▶ **About this exercise**: Find the string "target" in the data, then copy every line where it is found.

──────── Record extracts ────────

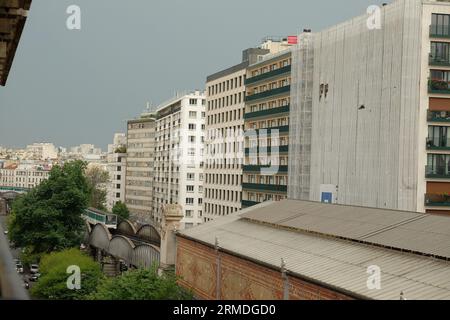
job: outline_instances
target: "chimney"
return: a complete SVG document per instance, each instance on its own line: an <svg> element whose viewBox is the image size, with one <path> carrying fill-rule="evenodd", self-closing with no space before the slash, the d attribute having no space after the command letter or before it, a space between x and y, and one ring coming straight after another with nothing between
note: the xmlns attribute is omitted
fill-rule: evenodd
<svg viewBox="0 0 450 320"><path fill-rule="evenodd" d="M177 254L176 236L180 230L180 221L183 219L182 207L178 204L167 204L163 207L161 223L161 252L159 271L163 272L175 266Z"/></svg>

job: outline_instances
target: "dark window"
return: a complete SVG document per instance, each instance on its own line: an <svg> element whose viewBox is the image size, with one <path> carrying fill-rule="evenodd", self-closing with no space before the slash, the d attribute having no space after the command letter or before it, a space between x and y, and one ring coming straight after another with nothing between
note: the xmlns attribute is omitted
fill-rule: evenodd
<svg viewBox="0 0 450 320"><path fill-rule="evenodd" d="M433 13L431 18L431 34L438 36L450 35L450 15Z"/></svg>

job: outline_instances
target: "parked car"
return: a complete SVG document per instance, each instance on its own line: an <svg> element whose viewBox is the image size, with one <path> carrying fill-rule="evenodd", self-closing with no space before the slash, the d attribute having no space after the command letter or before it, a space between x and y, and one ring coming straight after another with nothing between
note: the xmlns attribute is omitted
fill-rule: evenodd
<svg viewBox="0 0 450 320"><path fill-rule="evenodd" d="M31 282L36 282L36 281L39 280L40 277L41 277L41 274L40 274L40 273L35 273L35 274L33 274L32 276L30 276L29 280L30 280Z"/></svg>
<svg viewBox="0 0 450 320"><path fill-rule="evenodd" d="M39 265L32 264L30 266L30 272L31 272L31 274L39 273Z"/></svg>
<svg viewBox="0 0 450 320"><path fill-rule="evenodd" d="M23 265L20 262L16 262L16 270L18 273L23 273Z"/></svg>
<svg viewBox="0 0 450 320"><path fill-rule="evenodd" d="M3 231L4 234L8 234L8 230Z"/></svg>

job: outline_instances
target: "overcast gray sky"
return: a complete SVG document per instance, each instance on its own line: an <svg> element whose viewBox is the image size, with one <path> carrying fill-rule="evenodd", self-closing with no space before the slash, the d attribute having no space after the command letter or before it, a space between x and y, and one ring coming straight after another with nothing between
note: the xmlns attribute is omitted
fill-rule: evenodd
<svg viewBox="0 0 450 320"><path fill-rule="evenodd" d="M33 0L5 88L0 145L105 148L146 101L203 89L265 36L319 31L373 0ZM390 1L384 1L390 2ZM81 30L66 28L69 5Z"/></svg>

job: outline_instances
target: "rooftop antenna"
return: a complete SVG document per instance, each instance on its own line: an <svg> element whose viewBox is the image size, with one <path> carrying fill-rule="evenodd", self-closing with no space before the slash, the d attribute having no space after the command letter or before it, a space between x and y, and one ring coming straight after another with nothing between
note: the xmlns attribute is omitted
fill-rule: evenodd
<svg viewBox="0 0 450 320"><path fill-rule="evenodd" d="M146 108L145 108L145 112L146 112L146 113L150 113L150 112L151 112L151 109L152 109L152 103L149 102L149 101L147 101L147 106L146 106Z"/></svg>

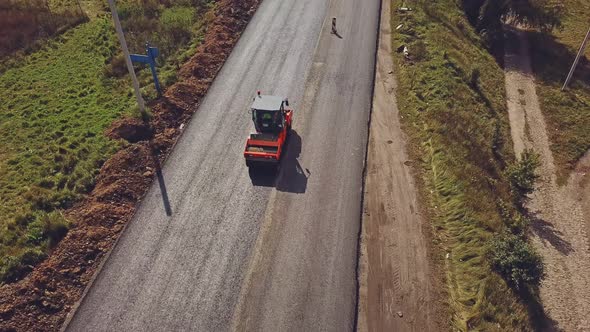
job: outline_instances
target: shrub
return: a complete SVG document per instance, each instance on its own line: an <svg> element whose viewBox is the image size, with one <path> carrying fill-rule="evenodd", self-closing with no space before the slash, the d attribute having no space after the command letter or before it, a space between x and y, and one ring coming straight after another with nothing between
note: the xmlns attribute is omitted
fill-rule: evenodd
<svg viewBox="0 0 590 332"><path fill-rule="evenodd" d="M539 155L527 149L520 155L520 160L508 168L510 185L520 197L535 190L535 182L539 178L536 171L540 165Z"/></svg>
<svg viewBox="0 0 590 332"><path fill-rule="evenodd" d="M524 235L530 224L530 219L520 211L503 201L498 201L498 209L502 221L512 234Z"/></svg>
<svg viewBox="0 0 590 332"><path fill-rule="evenodd" d="M520 236L503 234L495 237L489 258L492 268L516 289L524 285L537 286L544 277L541 256Z"/></svg>
<svg viewBox="0 0 590 332"><path fill-rule="evenodd" d="M123 77L127 74L127 64L123 53L113 56L110 62L105 66L104 74L107 77Z"/></svg>
<svg viewBox="0 0 590 332"><path fill-rule="evenodd" d="M47 239L50 248L57 245L70 228L70 223L59 211L45 214L41 221L43 223L43 237Z"/></svg>

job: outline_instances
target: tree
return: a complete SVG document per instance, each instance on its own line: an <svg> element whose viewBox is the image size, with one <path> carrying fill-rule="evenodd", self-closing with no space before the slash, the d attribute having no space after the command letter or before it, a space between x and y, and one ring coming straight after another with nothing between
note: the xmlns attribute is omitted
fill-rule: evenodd
<svg viewBox="0 0 590 332"><path fill-rule="evenodd" d="M537 169L541 166L539 154L533 150L524 150L520 160L508 167L510 185L521 196L531 194L535 190L535 183L539 179Z"/></svg>
<svg viewBox="0 0 590 332"><path fill-rule="evenodd" d="M538 286L545 276L543 259L520 236L503 234L491 241L488 252L492 268L511 286Z"/></svg>

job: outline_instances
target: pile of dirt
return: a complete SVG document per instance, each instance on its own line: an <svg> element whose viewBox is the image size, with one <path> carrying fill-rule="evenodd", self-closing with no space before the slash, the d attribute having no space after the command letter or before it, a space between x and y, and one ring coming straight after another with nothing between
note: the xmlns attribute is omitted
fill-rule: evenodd
<svg viewBox="0 0 590 332"><path fill-rule="evenodd" d="M123 119L107 131L130 142L101 168L88 197L66 211L76 226L25 279L0 288L0 331L55 331L111 250L182 125L195 112L260 0L220 0L204 43L180 69L179 82L150 107L149 126ZM151 129L150 129L151 128Z"/></svg>
<svg viewBox="0 0 590 332"><path fill-rule="evenodd" d="M123 118L113 122L105 135L112 139L124 139L131 143L145 141L152 137L149 123L140 119Z"/></svg>

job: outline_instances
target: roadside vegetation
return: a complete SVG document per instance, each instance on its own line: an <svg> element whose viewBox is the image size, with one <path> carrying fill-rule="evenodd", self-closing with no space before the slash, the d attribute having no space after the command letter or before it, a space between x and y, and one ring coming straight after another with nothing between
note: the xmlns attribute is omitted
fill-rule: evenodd
<svg viewBox="0 0 590 332"><path fill-rule="evenodd" d="M163 87L201 42L212 1L122 1L132 52L151 41ZM100 8L97 6L97 8ZM109 14L15 55L0 74L0 284L22 278L72 227L63 211L94 187L102 164L124 143L104 132L137 116ZM156 97L138 67L144 96Z"/></svg>
<svg viewBox="0 0 590 332"><path fill-rule="evenodd" d="M500 56L505 21L547 31L560 25L563 9L562 3L553 0L461 0L461 4L488 49Z"/></svg>
<svg viewBox="0 0 590 332"><path fill-rule="evenodd" d="M590 149L590 48L580 59L566 91L567 73L588 31L590 2L564 0L561 28L531 32L531 59L537 95L547 123L558 182L565 183L578 160Z"/></svg>
<svg viewBox="0 0 590 332"><path fill-rule="evenodd" d="M164 3L164 4L163 4ZM195 52L204 36L207 16L215 5L214 0L141 0L117 3L117 10L129 51L146 54L146 43L156 46L160 56L156 62L160 83L166 87L176 82L176 73ZM107 10L107 7L105 7ZM156 90L151 72L145 65L137 64L138 78L147 101L155 99ZM127 75L123 53L117 52L108 59L105 74L111 77Z"/></svg>
<svg viewBox="0 0 590 332"><path fill-rule="evenodd" d="M76 0L1 1L0 71L38 50L47 39L87 19Z"/></svg>
<svg viewBox="0 0 590 332"><path fill-rule="evenodd" d="M522 204L538 157L514 157L491 29L474 27L465 9L452 0L394 0L400 115L443 251L451 328L531 330L543 264L527 242Z"/></svg>

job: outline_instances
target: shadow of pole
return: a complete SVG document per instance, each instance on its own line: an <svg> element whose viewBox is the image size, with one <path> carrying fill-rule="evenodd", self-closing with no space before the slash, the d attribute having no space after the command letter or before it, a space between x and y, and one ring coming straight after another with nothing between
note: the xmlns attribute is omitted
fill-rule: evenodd
<svg viewBox="0 0 590 332"><path fill-rule="evenodd" d="M162 193L162 200L164 202L166 215L170 217L172 215L172 208L170 207L170 200L168 199L168 191L166 190L164 175L162 175L162 169L160 169L159 165L156 167L156 176L158 177L158 184L160 185L160 192Z"/></svg>
<svg viewBox="0 0 590 332"><path fill-rule="evenodd" d="M150 152L154 162L154 168L156 169L156 177L158 178L158 185L160 187L160 193L162 194L162 201L164 203L164 210L168 217L172 216L172 207L170 205L170 199L168 198L168 190L166 189L166 182L164 181L164 174L162 173L162 166L158 158L158 153L154 148L152 140L149 141Z"/></svg>
<svg viewBox="0 0 590 332"><path fill-rule="evenodd" d="M548 242L553 248L566 256L574 251L572 244L563 238L563 233L556 230L552 223L534 214L532 214L531 219L533 233L543 242Z"/></svg>
<svg viewBox="0 0 590 332"><path fill-rule="evenodd" d="M545 312L537 287L525 287L520 290L513 289L513 291L523 300L529 313L529 321L534 331L561 331L557 321L553 320Z"/></svg>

────────

▶ **Solution**:
target: "chimney"
target: "dark window"
target: "parked car"
target: "overcast gray sky"
target: "rooftop antenna"
target: shrub
target: tree
target: pile of dirt
target: roadside vegetation
target: shadow of pole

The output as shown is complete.